▶ **WORK ITEM**:
This exercise asks for every line of the material that includes the word "metal".
[Start of section]
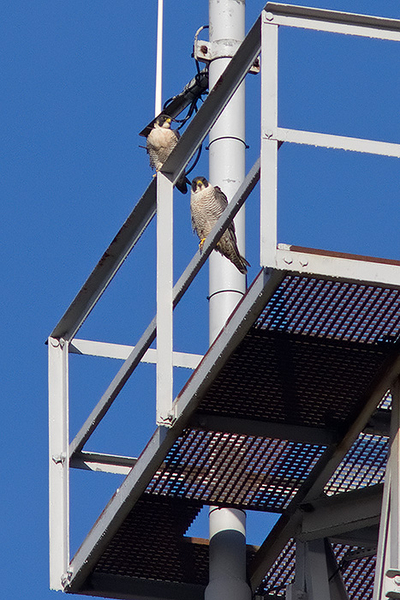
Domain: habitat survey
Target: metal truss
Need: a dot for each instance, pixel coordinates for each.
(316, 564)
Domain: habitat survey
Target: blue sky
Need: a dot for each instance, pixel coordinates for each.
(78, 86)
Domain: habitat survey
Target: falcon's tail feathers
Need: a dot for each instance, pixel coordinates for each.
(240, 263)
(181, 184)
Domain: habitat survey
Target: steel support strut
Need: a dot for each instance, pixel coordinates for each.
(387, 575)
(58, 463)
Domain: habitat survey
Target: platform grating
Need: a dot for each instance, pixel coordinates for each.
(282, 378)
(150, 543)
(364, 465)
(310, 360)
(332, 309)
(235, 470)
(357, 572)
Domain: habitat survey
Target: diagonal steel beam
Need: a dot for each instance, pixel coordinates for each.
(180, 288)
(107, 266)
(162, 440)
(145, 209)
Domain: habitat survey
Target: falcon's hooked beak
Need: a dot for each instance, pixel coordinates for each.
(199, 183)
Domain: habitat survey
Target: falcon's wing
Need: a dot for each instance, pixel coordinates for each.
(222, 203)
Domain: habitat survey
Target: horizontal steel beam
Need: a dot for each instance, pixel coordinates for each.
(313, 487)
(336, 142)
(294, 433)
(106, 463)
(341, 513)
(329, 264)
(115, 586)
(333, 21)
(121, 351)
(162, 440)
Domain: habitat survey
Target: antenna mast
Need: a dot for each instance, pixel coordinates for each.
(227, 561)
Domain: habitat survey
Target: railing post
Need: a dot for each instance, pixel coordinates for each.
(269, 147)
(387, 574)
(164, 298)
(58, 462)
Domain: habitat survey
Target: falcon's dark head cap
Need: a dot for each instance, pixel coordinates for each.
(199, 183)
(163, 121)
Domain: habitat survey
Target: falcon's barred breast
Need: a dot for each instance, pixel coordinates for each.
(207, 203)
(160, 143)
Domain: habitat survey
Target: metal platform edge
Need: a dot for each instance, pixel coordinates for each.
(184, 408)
[End of section]
[Start of section]
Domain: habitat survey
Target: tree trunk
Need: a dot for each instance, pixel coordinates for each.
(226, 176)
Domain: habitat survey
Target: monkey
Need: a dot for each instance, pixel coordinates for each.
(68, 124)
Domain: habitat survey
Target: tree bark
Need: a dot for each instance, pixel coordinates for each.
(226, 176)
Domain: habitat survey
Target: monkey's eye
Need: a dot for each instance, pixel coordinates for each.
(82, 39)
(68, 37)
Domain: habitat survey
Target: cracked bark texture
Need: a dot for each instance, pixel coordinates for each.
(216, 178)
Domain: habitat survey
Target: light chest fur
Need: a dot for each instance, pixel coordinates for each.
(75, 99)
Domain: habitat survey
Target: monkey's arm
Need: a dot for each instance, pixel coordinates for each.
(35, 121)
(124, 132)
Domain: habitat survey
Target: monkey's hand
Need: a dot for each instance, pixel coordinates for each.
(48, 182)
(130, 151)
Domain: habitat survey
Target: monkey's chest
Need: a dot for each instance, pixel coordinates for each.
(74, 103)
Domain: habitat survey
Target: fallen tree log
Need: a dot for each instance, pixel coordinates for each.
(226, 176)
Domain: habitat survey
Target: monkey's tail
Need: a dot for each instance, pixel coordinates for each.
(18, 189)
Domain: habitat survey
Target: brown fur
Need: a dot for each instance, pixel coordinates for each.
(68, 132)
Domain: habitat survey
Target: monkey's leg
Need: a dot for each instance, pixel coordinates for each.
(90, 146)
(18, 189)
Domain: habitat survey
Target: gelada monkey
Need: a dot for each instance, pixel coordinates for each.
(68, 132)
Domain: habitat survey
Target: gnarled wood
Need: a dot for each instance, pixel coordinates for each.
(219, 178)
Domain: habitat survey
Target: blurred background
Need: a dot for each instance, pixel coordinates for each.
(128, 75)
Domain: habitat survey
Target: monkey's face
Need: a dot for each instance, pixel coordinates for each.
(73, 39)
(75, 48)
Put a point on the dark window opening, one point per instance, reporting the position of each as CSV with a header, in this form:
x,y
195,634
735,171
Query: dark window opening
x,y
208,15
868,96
[End of section]
[Start of section]
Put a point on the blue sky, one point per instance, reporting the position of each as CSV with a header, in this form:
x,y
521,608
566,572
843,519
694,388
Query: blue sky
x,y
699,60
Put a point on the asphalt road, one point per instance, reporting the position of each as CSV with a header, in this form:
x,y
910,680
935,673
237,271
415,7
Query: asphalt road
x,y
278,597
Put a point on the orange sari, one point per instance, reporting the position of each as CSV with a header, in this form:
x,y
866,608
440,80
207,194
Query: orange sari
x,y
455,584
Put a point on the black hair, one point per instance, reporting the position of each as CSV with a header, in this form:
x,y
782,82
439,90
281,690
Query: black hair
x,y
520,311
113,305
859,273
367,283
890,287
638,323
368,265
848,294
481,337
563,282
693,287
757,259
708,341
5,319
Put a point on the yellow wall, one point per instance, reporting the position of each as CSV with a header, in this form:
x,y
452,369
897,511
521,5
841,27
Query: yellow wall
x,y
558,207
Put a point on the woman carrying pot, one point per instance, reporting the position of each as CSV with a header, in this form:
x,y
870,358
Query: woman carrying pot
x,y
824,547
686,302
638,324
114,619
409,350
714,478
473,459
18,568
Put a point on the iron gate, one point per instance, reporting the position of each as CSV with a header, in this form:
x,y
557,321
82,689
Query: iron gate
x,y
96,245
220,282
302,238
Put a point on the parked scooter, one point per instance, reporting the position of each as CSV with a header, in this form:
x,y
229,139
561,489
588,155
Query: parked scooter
[End of section]
▶ **ANSWER SPACE**:
Target: metal truss
Target: metal platform edge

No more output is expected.